Passage shown
[Start of Attachment]

Erbovirus

Virus classification
- (unranked): Virus
- Realm: Riboviria
- Kingdom: Orthornavirae
- Phylum: Pisuviricota
- Class: Pisoniviricetes
- Order: Picornavirales
- Family: Picornaviridae
- Genus: Erbovirus
- Species: Erbovirus aequirhi

= Erbovirus =

Genus of viruses

Erbovirus is a genus of viruses in the order Picornavirales, in the family Picornaviridae. Horses serve as natural hosts. There is only one species in this genus: Erbovirus A1, also called Equine rhinitis B virus 1 (Erbovirus aequirhi). Diseases associated with this genus include: upper respiratory tract disease with viremia and fecal shedding. Viruses belonging to the genus Erbovirus have been isolated in horses with acute upper febrile respiratory disease. The structure of the Erbovirus virion is icosahedral, having a diameter of 27–30 nm.

==Physical characteristics==
Viruses in Erbovirus are non-enveloped, with icosahedral, spherical, and round geometries, and T=pseudo3 symmetry. The diameter is around 30 nm. Genomes are linear and non-segmented, around 8.8kb in length.

The virion essentially is a nucleocapsid that is visible under an electron microscope and is able to infect cultured cells from a broad range of mammals including rabbit kidney (RK13), African green monkey kidney (Vero), equine foetal kidney (EFK), and is able to infect humans.

The RNA genome of the virion is inside the capsid that is composed by twelve capsomers, which are cup-shaped pentamers.

The erbovirus particles are non-enveloped and the molecular mass of the virions is around 8×10^6 daltons. They are resistant to inactivation by non-ionic detergent treatment.

Erbovirus, as a typical picornavirus, has a single-stranded positive-sense RNA genome. A feature of the picornavirus genome is the virus protein that is linked at the 5’ end of the genome, known as "VPg" (Virus-Protein-attached-to-the-Genome). In addition, the 3’ end of the genome has a poly-A tail. The transcription of the erbovirus genome gives rise to a polyprotein which is further more processed and cleaved to give the mature viral proteins, in order from 5' to 3' : L ("Leader"), VP4, VP2, VP3, VP1, 2A, 2B, 2C, 3A (Vpg), 3B, 3C^{pro}, 3D^{pol}.

The only species of the genus Erbovirus is equine rhinitis B virus which was recently found to have three phylogenetically distinct serotypes, equine rhinitis B virus (ERBV)-1, ERBV-2 and ERBV-3. One such phylogenetic group was found to comprise mostly "acid stable" virus isolates, surviving pH 3.6 for 1 hour at room temperature.

[End of Attachment]

Problems and tasks
(a) Name the cultured cell types that the Erbovirus article says the virion can infect.
(b) Answer these from the Erbovirus article:
(i) What animals serve as natural hosts?
(ii) About how long is the genome?
(iii) How many capsomers make up the capsid?
(c) Write the next part of the Erbovirus article, picking up after its final sentence.
The records after this point are separate material, apart from the Erbovirus article.

Given records
[Start of Attachment]

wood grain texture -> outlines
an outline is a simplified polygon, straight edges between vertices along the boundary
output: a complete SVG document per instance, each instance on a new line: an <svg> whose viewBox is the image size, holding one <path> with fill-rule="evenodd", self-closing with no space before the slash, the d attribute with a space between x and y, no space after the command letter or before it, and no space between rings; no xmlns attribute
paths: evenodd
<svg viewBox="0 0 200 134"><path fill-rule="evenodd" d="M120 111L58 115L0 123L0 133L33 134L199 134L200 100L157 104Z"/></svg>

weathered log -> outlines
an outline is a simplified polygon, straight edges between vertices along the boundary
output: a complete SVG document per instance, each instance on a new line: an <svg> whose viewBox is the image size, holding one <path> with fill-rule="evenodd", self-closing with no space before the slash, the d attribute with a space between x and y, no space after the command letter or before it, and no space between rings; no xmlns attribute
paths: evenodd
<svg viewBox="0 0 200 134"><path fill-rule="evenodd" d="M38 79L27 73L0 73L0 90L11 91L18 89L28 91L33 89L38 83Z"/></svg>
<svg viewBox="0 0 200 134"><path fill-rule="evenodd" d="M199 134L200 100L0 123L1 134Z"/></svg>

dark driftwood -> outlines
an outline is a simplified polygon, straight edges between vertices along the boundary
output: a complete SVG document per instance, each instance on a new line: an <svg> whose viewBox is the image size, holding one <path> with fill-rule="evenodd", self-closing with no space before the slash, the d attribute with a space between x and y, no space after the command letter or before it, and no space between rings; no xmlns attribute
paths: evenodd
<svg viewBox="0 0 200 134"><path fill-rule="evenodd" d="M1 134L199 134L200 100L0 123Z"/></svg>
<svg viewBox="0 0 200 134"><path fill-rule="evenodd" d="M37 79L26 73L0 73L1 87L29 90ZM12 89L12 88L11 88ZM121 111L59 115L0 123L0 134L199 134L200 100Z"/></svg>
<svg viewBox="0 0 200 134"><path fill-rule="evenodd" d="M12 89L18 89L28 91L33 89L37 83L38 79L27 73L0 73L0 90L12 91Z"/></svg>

[End of Attachment]

Results
(a) Rabbit kidney (RK13), African green monkey kidney (Vero), equine foetal kidney (EFK)

(b)
(i) Horses
(ii) Around 8.8 kb
(iii) Twelve

(c)
| Genus | Structure | Symmetry | Capsid | Genomic arrangement | Genomic segmentation |
|---|---|---|---|---|---|
| Erbovirus | Icosahedral | Pseudo T=3 | Non-enveloped | Linear | Monopartite |

==Life cycle==
Viral replication is cytoplasmic. Entry into the host cell is achieved by attachment of the virus to host receptors, which mediates endocytosis. Replication follows the positive stranded RNA virus replication model. Positive stranded RNA virus transcription is the method of transcription. Translation takes place by ribosomal skipping. The virus exits the host cell by lysis, and viroporins. Horses serve as the natural host.

| Genus | Host details | Tissue tropism | Entry details | Release details | Replication site | Assembly site | Transmission |
|---|---|---|---|---|---|---|---|
| Erbovirus | Horse | None | Cell receptor endocytosis | Lysis | Cytoplasm | Cytoplasm | Contact |

==Epidemiology==
ERBV's appear to infect most foals and weanlings, eliciting a low serum antibody response in stark contrast to equine rhinitis A virus (ERAV), which is the only species of the genus Aphthovirus that is not a foot-and-mouth disease virus (FMDV), and appears to only infect horses once they begin training for racing (approx. 2 years old). ERAV enters the blood and elicits a very high serum antibody response that seems to then limit the spread of the virus by herd immunity, given that only approximately 40% of horses have detectable ERAV antibody. The low serum antibody response of ERBV appears to allow the continual, seasonal re-infection of horses. Horses are also known to shed ERBV for up to two years, possibly more.